Problem to solve: Print the material below without changes, from its first line through the line containing "0,0 -> 882,198", with both of those lines included.

Dataset excerpt:
***
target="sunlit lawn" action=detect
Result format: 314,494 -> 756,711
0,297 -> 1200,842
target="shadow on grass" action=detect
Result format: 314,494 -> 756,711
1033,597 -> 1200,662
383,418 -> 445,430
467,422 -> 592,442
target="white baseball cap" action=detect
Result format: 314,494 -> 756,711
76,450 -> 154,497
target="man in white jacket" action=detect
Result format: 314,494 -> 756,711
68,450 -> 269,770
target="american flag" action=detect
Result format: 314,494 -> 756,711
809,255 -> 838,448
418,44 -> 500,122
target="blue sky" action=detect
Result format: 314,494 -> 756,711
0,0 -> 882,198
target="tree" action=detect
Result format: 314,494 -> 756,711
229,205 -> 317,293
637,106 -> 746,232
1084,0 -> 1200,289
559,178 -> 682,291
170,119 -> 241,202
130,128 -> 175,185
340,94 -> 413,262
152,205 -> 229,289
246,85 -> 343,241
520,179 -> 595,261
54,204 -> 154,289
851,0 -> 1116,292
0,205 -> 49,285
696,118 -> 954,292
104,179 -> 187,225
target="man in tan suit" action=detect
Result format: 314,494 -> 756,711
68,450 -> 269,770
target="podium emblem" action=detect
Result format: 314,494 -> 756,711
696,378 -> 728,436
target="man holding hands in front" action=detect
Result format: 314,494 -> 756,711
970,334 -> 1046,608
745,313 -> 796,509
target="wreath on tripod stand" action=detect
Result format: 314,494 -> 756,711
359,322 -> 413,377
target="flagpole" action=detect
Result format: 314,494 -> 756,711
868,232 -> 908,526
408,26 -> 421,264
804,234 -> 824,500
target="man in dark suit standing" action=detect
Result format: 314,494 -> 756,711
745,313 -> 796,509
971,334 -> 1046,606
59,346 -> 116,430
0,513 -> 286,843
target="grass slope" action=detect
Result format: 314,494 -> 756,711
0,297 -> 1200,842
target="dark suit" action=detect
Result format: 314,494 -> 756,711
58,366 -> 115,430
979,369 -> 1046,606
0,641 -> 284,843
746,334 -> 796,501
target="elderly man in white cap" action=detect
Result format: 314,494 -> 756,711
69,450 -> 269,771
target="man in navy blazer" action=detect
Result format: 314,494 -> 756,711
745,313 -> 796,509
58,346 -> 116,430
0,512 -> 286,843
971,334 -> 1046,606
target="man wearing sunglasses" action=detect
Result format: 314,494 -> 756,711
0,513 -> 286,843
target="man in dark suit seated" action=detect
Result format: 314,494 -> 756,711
***
Answer:
target="sunlit lawn" action=detect
Result format: 314,494 -> 756,711
0,297 -> 1200,842
target="shadow on grass" action=detect
Result format: 314,494 -> 756,711
1033,597 -> 1200,662
383,418 -> 445,430
467,422 -> 592,442
target="white baseball cap" action=detect
Result format: 314,494 -> 756,711
76,450 -> 154,497
target="man in white jacket" action=detect
Result format: 314,494 -> 756,711
68,450 -> 269,770
target="american flag" action=detect
Result format: 314,494 -> 756,711
809,255 -> 838,448
418,44 -> 500,122
target="blue sky" action=detect
Result format: 314,494 -> 756,711
0,0 -> 882,198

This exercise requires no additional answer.